[Items from a data source]
^^^^^^^^

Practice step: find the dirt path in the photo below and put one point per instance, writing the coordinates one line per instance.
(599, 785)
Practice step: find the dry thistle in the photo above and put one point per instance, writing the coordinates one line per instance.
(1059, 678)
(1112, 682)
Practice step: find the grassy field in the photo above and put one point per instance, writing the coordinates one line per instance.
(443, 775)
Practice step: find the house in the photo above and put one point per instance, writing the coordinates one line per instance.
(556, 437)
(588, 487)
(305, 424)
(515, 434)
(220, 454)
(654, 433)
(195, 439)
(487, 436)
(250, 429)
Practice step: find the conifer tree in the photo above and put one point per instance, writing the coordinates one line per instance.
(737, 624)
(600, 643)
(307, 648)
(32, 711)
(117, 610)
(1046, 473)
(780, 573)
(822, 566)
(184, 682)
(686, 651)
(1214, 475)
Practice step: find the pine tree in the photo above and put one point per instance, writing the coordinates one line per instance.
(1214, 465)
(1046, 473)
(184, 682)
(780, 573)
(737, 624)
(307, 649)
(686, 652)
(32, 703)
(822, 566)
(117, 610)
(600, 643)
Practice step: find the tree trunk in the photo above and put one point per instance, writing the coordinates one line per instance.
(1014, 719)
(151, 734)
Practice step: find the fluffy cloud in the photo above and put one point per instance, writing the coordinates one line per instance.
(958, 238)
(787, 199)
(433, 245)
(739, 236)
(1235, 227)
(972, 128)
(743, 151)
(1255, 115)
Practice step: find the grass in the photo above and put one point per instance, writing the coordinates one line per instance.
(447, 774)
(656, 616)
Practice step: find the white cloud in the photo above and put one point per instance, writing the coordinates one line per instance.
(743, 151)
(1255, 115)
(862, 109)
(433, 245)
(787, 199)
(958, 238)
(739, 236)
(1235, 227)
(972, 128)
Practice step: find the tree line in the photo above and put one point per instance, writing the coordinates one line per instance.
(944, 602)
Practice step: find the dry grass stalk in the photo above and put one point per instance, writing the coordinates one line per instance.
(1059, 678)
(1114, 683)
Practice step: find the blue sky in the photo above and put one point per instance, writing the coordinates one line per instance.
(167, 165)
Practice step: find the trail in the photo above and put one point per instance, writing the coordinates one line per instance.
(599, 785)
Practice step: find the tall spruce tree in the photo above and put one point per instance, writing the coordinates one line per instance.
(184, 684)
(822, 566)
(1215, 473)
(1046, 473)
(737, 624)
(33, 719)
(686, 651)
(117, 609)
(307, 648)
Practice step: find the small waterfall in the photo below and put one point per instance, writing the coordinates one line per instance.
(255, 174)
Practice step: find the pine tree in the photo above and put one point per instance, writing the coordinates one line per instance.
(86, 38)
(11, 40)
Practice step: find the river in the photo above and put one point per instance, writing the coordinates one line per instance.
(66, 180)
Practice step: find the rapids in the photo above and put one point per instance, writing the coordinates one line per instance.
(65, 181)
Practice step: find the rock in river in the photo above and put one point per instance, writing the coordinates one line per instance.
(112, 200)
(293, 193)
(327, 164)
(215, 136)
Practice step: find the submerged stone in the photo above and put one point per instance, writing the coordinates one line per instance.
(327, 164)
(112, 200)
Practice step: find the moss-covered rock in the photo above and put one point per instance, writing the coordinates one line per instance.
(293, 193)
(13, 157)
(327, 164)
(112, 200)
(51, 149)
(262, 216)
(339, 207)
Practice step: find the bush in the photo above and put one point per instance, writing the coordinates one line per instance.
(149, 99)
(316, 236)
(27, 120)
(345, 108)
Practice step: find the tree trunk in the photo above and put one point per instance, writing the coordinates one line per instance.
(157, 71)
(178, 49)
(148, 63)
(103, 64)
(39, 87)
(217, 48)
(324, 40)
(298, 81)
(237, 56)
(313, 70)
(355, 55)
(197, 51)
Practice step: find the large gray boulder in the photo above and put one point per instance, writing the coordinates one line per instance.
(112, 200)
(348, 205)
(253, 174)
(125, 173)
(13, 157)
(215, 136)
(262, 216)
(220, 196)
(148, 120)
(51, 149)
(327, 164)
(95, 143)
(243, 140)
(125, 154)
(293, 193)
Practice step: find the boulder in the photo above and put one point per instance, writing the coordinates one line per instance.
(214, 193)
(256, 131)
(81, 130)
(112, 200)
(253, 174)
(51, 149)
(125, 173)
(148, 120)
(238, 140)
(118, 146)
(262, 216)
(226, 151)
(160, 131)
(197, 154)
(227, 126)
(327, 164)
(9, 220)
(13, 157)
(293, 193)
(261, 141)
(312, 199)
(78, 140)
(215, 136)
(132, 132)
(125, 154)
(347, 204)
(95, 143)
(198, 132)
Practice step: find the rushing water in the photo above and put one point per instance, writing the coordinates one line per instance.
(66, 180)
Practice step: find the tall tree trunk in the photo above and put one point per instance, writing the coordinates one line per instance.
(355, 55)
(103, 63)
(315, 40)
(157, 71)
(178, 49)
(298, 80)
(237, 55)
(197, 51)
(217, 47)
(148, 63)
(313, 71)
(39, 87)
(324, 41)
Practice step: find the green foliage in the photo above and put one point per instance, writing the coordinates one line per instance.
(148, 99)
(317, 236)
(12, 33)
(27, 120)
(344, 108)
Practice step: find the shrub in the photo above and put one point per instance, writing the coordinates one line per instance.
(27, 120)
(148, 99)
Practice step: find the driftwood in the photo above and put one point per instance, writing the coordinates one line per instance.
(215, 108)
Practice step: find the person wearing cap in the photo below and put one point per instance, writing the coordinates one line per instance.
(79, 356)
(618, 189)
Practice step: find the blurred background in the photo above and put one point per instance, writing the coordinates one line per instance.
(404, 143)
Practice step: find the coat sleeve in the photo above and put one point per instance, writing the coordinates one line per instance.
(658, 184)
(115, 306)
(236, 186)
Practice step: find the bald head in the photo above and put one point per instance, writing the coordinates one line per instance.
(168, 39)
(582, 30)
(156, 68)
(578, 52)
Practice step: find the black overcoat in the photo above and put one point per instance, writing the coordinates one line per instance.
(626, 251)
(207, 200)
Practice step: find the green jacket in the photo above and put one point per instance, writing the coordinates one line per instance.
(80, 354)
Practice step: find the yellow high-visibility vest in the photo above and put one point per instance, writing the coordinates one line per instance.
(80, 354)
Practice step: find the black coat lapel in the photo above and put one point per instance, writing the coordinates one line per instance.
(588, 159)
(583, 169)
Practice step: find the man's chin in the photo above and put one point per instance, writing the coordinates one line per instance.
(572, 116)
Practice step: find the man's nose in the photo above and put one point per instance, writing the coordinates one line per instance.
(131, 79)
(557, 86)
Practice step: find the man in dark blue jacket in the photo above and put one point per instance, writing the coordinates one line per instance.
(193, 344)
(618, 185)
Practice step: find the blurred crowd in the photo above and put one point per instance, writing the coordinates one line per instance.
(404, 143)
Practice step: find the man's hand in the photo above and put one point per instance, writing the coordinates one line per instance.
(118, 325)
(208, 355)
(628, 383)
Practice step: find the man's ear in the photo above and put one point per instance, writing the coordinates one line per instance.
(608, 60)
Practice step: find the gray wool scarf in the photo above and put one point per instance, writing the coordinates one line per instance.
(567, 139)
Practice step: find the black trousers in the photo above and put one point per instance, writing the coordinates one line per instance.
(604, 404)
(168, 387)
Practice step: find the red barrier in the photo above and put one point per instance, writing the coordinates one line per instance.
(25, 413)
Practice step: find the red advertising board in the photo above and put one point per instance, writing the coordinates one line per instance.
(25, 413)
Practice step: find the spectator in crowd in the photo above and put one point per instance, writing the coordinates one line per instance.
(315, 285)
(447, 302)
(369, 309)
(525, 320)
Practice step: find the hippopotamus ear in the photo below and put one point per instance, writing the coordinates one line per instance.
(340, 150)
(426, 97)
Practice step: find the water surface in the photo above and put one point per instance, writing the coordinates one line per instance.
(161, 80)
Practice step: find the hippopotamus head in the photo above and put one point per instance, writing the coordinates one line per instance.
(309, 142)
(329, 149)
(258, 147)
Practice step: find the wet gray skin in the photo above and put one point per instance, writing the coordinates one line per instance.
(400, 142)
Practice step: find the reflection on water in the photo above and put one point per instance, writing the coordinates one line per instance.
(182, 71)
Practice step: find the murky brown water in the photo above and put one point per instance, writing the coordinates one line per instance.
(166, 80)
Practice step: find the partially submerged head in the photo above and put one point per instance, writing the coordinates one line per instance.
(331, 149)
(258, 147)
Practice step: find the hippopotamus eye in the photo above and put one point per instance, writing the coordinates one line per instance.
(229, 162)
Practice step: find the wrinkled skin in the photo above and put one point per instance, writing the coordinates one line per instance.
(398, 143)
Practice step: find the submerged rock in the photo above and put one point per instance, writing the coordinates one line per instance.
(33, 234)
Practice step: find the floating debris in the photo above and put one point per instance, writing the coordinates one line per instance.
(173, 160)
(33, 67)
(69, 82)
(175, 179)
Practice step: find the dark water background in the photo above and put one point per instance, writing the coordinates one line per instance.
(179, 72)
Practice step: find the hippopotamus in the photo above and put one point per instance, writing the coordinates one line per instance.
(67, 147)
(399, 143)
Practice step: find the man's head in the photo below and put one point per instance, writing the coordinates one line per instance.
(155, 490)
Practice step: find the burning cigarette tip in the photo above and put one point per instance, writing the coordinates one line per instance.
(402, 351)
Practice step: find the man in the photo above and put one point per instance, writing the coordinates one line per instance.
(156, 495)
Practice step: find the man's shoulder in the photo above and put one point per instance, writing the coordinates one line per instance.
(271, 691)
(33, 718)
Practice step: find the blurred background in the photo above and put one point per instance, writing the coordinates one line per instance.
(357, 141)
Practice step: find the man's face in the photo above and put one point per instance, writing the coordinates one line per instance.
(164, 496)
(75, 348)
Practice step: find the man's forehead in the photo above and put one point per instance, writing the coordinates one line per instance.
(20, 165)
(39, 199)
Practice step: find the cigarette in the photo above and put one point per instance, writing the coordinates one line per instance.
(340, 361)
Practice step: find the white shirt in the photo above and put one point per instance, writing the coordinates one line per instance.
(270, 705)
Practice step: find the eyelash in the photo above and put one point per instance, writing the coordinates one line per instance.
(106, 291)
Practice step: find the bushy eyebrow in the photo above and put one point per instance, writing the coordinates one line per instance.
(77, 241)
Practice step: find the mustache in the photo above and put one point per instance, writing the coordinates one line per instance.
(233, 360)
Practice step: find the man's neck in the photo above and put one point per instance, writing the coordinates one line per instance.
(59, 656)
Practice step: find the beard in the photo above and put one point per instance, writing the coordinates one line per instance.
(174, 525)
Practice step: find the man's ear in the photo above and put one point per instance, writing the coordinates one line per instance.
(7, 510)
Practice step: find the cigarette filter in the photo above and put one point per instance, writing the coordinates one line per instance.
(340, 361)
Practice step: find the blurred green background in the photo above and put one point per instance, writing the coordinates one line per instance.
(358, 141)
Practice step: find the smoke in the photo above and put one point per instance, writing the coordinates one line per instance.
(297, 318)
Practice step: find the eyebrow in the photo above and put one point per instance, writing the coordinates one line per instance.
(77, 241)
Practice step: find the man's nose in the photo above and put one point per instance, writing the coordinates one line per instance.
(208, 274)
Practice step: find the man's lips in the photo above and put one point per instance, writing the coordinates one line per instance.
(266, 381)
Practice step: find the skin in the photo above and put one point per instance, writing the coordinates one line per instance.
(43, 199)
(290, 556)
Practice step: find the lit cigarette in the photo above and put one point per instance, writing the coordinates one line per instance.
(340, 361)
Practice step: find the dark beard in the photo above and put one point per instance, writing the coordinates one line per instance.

^^^^^^^^

### Instructions for the task
Set down, word for word, every line from the line that holds "Practice step: find the skin" to the end of the entries above, including both ends.

### Answer to this task
Practice step: find the skin in the photo above and put one point per instance, writing the coordinates one line per instance.
(43, 199)
(290, 556)
Practice step: find the lit cigarette in the photo above and put one point per instance, writing the coordinates one line per instance.
(340, 361)
Practice step: find the dark beard in the photo above and put one point per instance, writing the coordinates one line per instance.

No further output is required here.